▶ Exercise aim: Rewrite the records below from the line containing "Practice step: point at the spectator" through the end of the records, both ends included. Shift every coordinate by adding 93 to each number, and keep all other lines unchanged.

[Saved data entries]
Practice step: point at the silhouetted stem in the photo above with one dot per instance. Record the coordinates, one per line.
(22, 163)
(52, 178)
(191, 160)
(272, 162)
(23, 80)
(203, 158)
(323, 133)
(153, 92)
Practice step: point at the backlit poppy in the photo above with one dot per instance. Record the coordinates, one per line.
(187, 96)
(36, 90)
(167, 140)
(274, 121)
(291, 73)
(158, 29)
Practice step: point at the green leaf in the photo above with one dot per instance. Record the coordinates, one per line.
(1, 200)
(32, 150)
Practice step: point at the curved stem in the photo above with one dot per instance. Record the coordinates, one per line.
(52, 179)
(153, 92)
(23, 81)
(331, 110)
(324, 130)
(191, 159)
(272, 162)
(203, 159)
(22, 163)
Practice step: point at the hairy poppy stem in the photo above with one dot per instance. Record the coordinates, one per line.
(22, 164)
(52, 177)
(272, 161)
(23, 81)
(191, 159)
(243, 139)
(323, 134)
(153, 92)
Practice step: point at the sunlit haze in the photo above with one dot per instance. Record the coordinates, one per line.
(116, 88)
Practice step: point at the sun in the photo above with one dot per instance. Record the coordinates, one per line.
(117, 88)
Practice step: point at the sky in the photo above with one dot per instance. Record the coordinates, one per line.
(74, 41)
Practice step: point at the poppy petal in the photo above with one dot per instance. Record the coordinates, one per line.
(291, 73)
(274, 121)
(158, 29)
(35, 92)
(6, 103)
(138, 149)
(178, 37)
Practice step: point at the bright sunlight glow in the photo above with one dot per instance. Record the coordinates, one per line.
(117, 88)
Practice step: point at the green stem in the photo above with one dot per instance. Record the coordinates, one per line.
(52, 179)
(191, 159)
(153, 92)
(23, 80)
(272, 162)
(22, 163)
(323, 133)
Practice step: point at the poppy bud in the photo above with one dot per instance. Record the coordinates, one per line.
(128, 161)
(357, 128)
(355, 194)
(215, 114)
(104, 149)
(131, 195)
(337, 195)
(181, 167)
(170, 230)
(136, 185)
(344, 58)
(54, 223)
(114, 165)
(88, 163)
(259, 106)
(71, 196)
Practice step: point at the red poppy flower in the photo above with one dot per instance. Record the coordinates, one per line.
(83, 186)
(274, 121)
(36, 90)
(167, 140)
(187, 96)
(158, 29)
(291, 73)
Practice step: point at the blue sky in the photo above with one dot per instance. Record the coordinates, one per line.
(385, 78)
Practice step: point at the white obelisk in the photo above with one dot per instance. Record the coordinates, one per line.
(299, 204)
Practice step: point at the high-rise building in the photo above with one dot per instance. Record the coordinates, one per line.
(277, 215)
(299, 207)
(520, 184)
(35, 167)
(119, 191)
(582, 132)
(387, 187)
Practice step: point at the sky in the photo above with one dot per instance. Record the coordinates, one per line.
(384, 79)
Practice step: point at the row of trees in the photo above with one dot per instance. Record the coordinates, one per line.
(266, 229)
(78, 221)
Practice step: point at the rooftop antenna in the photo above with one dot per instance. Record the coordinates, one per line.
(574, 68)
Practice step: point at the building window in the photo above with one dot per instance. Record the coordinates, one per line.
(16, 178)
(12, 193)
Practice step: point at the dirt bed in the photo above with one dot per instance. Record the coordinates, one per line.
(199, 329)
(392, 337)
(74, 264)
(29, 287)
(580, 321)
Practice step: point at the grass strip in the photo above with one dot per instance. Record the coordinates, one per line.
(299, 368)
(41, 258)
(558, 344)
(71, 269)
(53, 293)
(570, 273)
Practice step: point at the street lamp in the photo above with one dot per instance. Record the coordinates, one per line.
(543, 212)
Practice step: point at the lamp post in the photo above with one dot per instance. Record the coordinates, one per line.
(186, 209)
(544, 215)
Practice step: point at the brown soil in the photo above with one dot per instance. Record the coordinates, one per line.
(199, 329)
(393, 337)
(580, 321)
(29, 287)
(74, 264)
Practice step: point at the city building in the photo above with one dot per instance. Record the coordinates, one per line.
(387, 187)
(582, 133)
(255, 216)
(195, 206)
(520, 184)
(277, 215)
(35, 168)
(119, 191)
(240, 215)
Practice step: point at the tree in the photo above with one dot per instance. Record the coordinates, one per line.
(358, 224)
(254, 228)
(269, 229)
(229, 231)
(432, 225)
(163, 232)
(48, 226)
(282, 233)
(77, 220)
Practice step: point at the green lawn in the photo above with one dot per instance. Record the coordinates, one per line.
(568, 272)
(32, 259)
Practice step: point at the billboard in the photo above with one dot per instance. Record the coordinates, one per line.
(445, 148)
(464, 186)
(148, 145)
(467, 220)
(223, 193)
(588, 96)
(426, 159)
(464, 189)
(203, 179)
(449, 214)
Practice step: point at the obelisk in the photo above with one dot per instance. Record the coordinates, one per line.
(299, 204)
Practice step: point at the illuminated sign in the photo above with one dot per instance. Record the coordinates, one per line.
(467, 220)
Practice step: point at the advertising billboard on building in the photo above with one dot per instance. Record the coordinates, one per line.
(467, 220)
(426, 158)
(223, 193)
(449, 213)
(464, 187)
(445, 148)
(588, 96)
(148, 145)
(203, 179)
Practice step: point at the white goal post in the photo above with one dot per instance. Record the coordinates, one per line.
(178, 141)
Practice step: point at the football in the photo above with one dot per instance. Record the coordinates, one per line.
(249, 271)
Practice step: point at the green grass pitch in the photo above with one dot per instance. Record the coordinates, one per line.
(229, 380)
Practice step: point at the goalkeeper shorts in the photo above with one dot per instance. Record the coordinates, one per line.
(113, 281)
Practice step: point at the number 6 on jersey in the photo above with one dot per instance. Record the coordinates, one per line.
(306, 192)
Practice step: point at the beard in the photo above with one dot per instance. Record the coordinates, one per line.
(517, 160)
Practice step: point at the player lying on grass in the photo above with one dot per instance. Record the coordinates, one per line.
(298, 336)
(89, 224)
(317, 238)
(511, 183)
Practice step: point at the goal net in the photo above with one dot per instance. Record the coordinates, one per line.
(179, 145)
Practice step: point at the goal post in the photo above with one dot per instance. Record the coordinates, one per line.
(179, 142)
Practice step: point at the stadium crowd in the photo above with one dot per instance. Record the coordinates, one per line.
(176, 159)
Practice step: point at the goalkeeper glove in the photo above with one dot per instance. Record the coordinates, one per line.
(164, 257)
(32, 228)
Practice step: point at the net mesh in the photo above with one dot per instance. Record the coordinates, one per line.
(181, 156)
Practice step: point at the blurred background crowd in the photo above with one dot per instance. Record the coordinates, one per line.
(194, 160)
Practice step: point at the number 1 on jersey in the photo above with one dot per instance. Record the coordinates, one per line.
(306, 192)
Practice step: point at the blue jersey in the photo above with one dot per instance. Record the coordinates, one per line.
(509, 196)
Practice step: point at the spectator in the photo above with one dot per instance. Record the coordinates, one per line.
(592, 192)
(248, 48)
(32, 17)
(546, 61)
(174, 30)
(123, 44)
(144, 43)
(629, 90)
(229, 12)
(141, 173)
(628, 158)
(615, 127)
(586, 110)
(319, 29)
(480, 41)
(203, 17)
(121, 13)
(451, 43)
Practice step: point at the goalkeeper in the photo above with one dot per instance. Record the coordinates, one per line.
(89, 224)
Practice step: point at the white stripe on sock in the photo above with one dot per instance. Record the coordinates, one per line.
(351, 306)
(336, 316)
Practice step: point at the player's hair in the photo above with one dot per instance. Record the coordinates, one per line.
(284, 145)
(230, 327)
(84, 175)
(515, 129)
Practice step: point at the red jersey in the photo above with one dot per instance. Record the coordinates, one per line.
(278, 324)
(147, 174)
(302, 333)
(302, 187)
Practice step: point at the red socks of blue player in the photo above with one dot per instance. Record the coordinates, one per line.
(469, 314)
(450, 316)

▶ Full response:
Practice step: point at the spectator in the photo above with one dot per instance. Record the coordinates, one per line.
(685, 285)
(341, 141)
(125, 110)
(639, 154)
(267, 123)
(216, 137)
(237, 136)
(722, 183)
(322, 105)
(234, 266)
(721, 251)
(708, 220)
(679, 203)
(412, 122)
(573, 134)
(296, 110)
(214, 106)
(544, 136)
Practice step: point at the goalkeeper in the photo above with one dot per instance. Record the coordinates, one per line.
(182, 317)
Practice step: point at the white stripe on sock in the photo above with one dot per instance. Record the coordinates, one per line.
(444, 399)
(429, 409)
Practice step: point at the player's hair in the photo above with one dot per instance. Record the coordinates, one per line.
(377, 238)
(323, 420)
(177, 268)
(608, 222)
Practice step: point at the red jersey in the photo above with one dot per instance. Record the coordinates, one per line.
(371, 417)
(240, 267)
(395, 426)
(395, 280)
Practice step: point at the red socks of blue player in the photo above with one dot per instance. Record the coordinates, one per line.
(562, 407)
(543, 409)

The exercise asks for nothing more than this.